** Begin RECORDS **

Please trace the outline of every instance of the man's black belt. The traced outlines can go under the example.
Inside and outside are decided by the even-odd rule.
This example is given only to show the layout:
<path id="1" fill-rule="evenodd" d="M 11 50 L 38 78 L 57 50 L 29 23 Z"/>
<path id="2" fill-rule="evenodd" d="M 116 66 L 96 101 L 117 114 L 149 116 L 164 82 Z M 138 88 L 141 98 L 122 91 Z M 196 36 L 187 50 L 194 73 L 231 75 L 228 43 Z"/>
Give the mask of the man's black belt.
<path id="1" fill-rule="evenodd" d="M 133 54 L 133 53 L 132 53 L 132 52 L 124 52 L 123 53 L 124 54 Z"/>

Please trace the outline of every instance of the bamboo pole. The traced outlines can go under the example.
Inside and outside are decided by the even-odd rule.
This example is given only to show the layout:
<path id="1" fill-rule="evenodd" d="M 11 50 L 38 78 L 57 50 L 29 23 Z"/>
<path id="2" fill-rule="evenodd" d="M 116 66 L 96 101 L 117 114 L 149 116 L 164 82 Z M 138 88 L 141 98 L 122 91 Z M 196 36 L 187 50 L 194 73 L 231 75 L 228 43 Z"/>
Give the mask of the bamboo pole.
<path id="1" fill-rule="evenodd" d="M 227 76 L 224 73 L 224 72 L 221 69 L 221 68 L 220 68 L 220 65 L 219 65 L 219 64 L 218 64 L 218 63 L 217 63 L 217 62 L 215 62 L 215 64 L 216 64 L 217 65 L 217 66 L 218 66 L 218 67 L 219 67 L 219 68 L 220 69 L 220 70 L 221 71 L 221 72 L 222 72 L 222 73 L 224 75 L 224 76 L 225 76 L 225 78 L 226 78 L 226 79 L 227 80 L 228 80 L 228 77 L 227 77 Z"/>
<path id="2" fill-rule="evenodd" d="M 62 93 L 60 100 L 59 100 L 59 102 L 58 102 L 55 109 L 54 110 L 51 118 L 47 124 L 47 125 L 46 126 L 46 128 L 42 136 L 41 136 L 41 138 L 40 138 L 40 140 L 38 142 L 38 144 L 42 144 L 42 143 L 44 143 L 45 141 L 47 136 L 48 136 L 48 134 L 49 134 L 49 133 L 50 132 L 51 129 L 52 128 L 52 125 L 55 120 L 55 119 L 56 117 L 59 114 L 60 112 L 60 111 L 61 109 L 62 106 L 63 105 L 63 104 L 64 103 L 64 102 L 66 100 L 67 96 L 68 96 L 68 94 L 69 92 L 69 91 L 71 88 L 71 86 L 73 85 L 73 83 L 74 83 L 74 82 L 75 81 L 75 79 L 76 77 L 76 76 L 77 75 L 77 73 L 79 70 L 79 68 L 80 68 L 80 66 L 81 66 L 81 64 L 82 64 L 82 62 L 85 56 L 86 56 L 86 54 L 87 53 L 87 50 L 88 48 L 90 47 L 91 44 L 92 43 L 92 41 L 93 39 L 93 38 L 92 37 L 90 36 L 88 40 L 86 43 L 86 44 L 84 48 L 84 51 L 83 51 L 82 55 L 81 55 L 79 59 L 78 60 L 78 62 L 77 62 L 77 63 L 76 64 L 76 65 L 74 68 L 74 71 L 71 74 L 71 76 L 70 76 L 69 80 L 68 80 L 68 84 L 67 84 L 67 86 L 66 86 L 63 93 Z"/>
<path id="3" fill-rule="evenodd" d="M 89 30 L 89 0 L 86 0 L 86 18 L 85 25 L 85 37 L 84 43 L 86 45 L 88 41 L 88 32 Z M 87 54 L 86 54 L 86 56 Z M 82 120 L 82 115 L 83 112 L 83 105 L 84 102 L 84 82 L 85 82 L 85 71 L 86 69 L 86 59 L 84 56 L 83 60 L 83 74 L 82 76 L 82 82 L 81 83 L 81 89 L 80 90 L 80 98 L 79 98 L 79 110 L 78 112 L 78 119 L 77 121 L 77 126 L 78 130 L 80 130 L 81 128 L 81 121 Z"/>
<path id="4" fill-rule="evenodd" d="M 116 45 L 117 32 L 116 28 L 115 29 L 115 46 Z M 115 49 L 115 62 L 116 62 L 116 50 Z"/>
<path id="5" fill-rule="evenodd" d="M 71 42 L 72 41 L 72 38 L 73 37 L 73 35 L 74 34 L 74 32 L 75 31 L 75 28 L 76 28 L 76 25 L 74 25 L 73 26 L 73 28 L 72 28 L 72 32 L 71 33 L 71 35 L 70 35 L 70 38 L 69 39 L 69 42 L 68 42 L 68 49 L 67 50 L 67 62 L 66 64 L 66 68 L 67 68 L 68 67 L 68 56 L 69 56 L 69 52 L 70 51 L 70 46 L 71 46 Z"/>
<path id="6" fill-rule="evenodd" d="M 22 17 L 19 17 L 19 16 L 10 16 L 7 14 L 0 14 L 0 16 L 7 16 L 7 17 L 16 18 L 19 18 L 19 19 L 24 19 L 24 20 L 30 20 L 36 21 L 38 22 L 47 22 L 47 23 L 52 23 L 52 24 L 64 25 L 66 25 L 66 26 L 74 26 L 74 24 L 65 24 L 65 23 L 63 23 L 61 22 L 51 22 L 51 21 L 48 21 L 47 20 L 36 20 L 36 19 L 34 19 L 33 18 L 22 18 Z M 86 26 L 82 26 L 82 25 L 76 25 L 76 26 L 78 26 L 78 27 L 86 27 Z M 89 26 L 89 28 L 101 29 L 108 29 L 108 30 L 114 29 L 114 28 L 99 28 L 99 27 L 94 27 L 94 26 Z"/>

** End RECORDS **

REQUIRED TASK ▸
Please recast the lines from the start of the rows through the line containing "133 54 L 133" as a Markdown table with the columns Line No. and Text, one table row per line, leaving out blank lines.

THE REPLY ▸
| Line No. | Text |
|---|---|
| 1 | Please trace the outline of every instance of the man's black belt. The traced outlines can go under the example. |
| 2 | Inside and outside are decided by the even-odd rule. |
| 3 | This example is given only to show the layout: |
| 4 | <path id="1" fill-rule="evenodd" d="M 11 50 L 38 78 L 57 50 L 29 23 Z"/> |
| 5 | <path id="2" fill-rule="evenodd" d="M 116 66 L 96 101 L 117 114 L 149 116 L 164 82 Z M 138 88 L 141 98 L 122 91 Z M 196 36 L 187 50 L 194 73 L 231 75 L 228 43 Z"/> |
| 6 | Give the mask of the man's black belt. |
| 7 | <path id="1" fill-rule="evenodd" d="M 133 54 L 133 53 L 132 53 L 132 52 L 124 52 L 123 53 L 124 54 Z"/> |